### Document passage:
═══

V. Shankar: Shaping A New Development Order

We need to persuade public institutions to focus on how to work better with their private counterparts, and vice versa, writes group executive director and CEO of Standard Chartered, EMEA.

As discussions begin on the global development agenda that will succeed the MDGs (which expire in 2015), now is a good time to consider the role of the private sector in development, as well as the international community’s overall approach.

Economic development is the best way – indeed, the only way – to achieve sustainable poverty reduction. It creates a virtuous circle. Growth creates jobs and jobs reduce poverty.

Private-sector capital flows now dwarf traditional public-sector aid flows. For example, of the $200 billion in total US resources dedicated to development in 2010, 87 per cent came from private flows. By contrast, in the 1960s, official overseas development assistance accounted for 70 per cent of capital flows into developing countries.

A similar picture prevails globally. Domestic resource mobilisation, remittances from expatriate workers, private debt and equity flows, and philanthropic contributions exceed official international aid by a wide margin. Private flows are no longer the tail, but the dog that wags the development agenda.

THE PUBLIC AND PRIVATE SECTORS HAVE A SHARED INTEREST

Nonetheless, much of the development- policy community remains stuck in the distant past. For example, policymakers insist on the importance of ‘public-private partnerships’ and argue that the private sector needs ‘to learn to work with the public sector.’

Today’s reality would be better described as ‘private-philanthropic- public partnerships’, or ‘P- 4’. We need to persuade public institutions to focus
on how to work better with their private counterparts, as well as vice versa, because the public and private sectors have a shared interest in accelerating economic development and ensuring that everyone benefits from globalization.

Possibly the biggest prize in aligning private and public sector development efforts lies in the relatively unexplored area of blended finance. We have barely scratched the surface in integrating the efforts of development finance institutions (DFIs) with private and philanthropic initiatives, which could make the whole greater than the sum of its parts.

TARGETS FOR LEVERAGING PRIVATE CAPITAL SHOULD BE ENCOURAGED

A World Economic Forum study estimates that, when aligned, an annual increase of only $36 billion in public sector investment in climate change could be leveraged to 16 times that amount by mobilising USD570 billion of private capital.

═══

Collected data
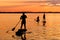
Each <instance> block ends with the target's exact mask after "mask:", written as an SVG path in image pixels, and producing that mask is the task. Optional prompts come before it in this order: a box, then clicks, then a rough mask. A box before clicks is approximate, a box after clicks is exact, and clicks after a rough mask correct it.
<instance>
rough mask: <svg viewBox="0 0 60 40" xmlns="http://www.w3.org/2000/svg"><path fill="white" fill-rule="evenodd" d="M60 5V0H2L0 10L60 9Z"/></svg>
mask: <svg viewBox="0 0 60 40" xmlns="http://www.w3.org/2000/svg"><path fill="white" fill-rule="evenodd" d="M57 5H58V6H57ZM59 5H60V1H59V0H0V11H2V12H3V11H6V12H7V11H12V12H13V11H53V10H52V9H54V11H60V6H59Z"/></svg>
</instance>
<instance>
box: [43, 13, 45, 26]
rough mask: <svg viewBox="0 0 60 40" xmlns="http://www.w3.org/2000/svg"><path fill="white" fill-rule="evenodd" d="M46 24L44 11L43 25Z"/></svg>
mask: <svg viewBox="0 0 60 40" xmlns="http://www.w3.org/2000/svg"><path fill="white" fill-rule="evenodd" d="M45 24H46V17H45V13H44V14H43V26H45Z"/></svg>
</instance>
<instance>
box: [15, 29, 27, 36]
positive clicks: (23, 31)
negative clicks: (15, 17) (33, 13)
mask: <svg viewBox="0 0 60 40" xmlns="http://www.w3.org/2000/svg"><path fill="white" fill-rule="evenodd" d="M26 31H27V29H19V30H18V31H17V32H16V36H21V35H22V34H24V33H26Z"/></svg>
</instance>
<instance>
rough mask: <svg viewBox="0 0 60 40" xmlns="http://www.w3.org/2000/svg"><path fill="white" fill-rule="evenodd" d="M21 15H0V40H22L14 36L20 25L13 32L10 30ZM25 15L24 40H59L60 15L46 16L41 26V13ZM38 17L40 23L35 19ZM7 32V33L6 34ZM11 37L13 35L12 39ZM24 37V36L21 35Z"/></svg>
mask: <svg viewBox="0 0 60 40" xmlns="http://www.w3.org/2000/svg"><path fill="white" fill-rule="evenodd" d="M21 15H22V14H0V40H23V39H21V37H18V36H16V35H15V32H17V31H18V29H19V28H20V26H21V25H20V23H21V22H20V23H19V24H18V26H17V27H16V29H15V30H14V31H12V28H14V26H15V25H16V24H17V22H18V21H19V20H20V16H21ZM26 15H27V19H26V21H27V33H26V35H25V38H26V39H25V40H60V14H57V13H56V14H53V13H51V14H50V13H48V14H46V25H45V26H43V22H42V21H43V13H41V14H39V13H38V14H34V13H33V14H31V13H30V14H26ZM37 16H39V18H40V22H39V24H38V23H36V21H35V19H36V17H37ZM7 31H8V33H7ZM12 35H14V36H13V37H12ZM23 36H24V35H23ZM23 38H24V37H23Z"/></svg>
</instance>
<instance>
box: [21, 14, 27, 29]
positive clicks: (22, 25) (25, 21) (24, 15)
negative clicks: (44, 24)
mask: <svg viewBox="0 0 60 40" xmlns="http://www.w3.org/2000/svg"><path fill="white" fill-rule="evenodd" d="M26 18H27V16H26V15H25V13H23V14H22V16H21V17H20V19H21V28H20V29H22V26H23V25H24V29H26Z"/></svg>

═══

### Instruction 1:
List the sources of development funding that the article on the private sector's role in development says exceed official international aid by a wide margin.
### Instruction 2:
According to the article on the private sector's role in development, what share of the $200 billion in total US resources dedicated to development in 2010 came from private flows?
### Instruction 3:
Continue the article on the private sector's role in development from its last sentence.

### Written response 1:
- Domestic resource mobilisation
- Remittances from expatriate workers
- Private debt and equity flows
- Philanthropic contributions

### Written response 2:
87 percent came from private flows.

### Written response 3:
In fact, to improve alignment and reflect the new P-4 order, government agencies and DFIs should be encouraged to establish explicit targets for leveraging private capital. Particularly in an age of lean governments and public austerity, success in meeting such targets should become a key performance indicator.

What should the private sector do better? While there are many examples of responsible companies that want to ‘do well by doing good’, sustainability
and development goals are not always integrated into businesses’ core agenda. We need a new standard that requires companies to report not just their financial metrics, but also their performance on social, developmental and environmental issues. For maximum impact, and in order to restore public trust in corporations, the standards must be global, clear and consistent.

DEVELOPMENT FLOWS HAVE BECOME MULTI-DIRECTIONAL

The other reality of the post-MDG world is that development flows have become multi-directional.
But the world order has changed. Emerging markets and developing countries now account for 50 per cent of global GDP and 75 per cent of global growth, and demographics will further accentuate the shift in the centre of economic gravity.

‘Southern’ countries such as Brazil, China and India, to name but a few, are enhancing their contributions to overseas development. Domestic resources and diaspora remittances are increasingly funding development. As countries become less reliant on traditional sources of financing, they are less likely to follow foreign diktats blindly.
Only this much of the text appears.